**INSTRUCTION A:**
Answer these questions about the article on Kuunatic:
(i) Which instrument does Shoko Yoshida play?
(ii) How many songs are on Wheels of Ömon?
(iii) Which French band does the article compare Kuunatic to?
**INSTRUCTION B:** Quote the part of the article on Kuunatic starting with "Wheels of Ömon builds" and going on through "that accompany them.".

**SOURCE EXCERPT:**
====
In addition to their core sonic palette of tribal drums, pulsing bass, atmospheric keyboards and grouped female vocals, the acclaimed Japanese psych-rock trio played an array of Japanese traditional instruments on "Wheels of Ömon." The result is a thrilling, kaleidoscopic album that brushes against tradition as it whirls into an other-wordly future.
First the facts. Kuunatic are the trio of Fumi Kikuchi on keyboards, Shoko Yoshida on bass and Yuko Araki on drums. All three of them also sing. They formed in 2016 and released an EP and 7” single before, in 2021, dropping their debut album, Gate of Klüna, on an unsuspecting public.
Here’s where things get unusual. Gate of Klüna was no ordinary album. Following on from their Kuurandia EP, it developed a mix of psychedelic garage and prog rock, ritual drumming, chanting female vocals, lush keyboard textures and traditional Japanese folk instruments to tell the mythic tale of the planet Kuurandia – a bold saga of magic, volcanoes and battle.
Now, with the release of their second album – Wheels of Ömon – Kuunatic have come to take us further down the rabbit hole.
Wheels of Ömon builds on the story of Kuurandia, its moon Klüna and its sun Ömon with more tales of prophecy, mysterious powers and magical healing lakes. Each of its eight songs pinpoints a specific moment from one 45-hour orbit of Ömon with atmospheric evocations of fleeting seasons and the rituals that accompany them.
Kuunatic’s imaginative flights of visionary fancy achieve the same kind of epic, science-fiction world-building as legendary French jazz-prog heroes, Magma. But their inspirations come from further afield. “The three of us listen to completely different types of music so our ideas and influences come from all different places,” they say.
====
**RECORDS SHOWN:**
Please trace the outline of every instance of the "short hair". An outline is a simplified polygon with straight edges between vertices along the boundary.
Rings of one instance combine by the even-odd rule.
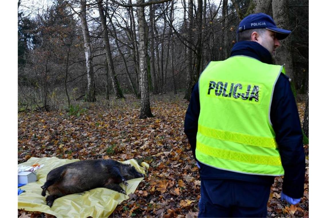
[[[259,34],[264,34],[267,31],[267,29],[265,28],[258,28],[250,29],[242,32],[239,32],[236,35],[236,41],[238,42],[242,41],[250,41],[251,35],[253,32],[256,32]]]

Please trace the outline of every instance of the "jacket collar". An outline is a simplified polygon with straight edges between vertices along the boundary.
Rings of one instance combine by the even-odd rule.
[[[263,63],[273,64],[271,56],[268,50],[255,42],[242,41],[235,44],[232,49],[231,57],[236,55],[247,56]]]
====
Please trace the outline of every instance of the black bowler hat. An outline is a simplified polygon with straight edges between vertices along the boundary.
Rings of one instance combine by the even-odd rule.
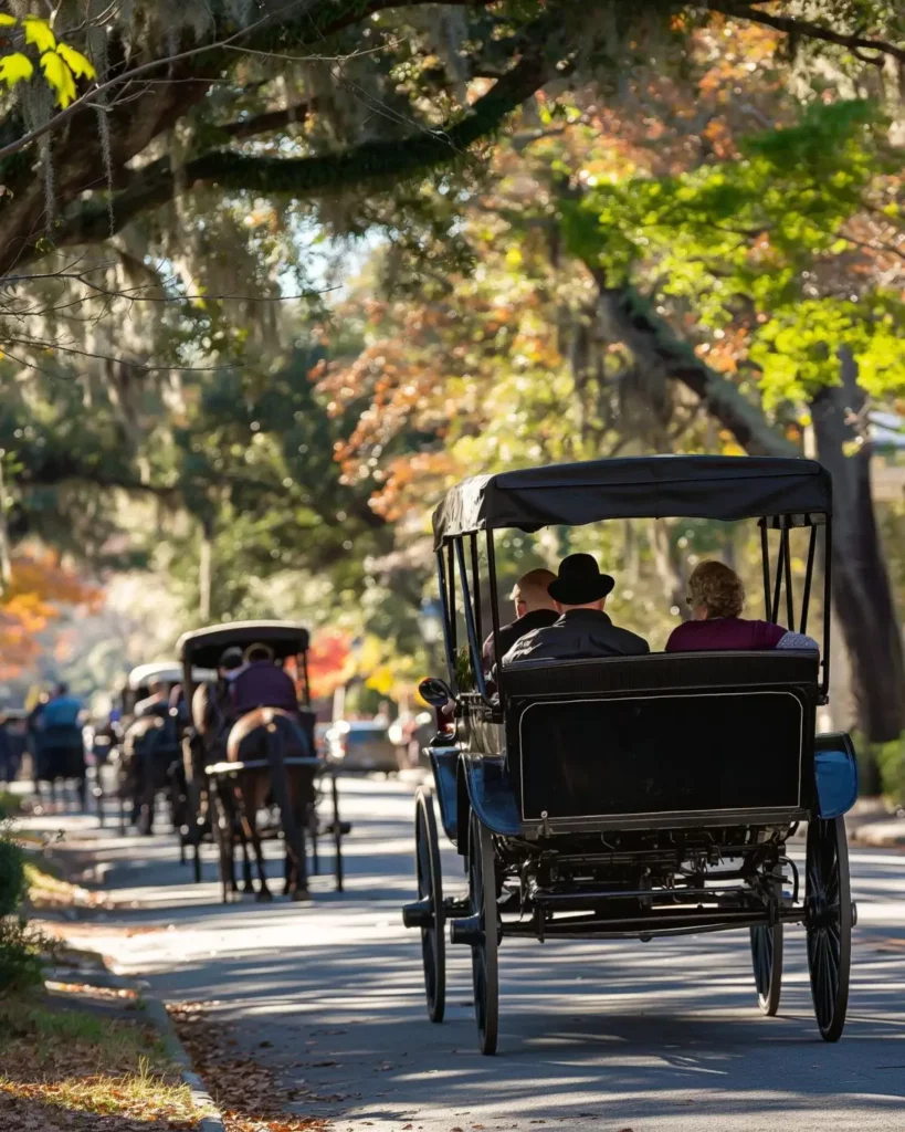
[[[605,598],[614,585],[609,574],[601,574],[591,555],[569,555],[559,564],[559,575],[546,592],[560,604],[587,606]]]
====
**WRITTEN ANSWER A:**
(i) Shoko Yoshida plays bass.
(ii) Wheels of Ömon has eight songs.
(iii) The article compares Kuunatic to Magma.

**WRITTEN ANSWER B:**
Wheels of Ömon builds on the story of Kuurandia, its moon Klüna and its sun Ömon with more tales of prophecy, mysterious powers and magical healing lakes. Each of its eight songs pinpoints a specific moment from one 45-hour orbit of Ömon with atmospheric evocations of fleeting seasons and the rituals that accompany them.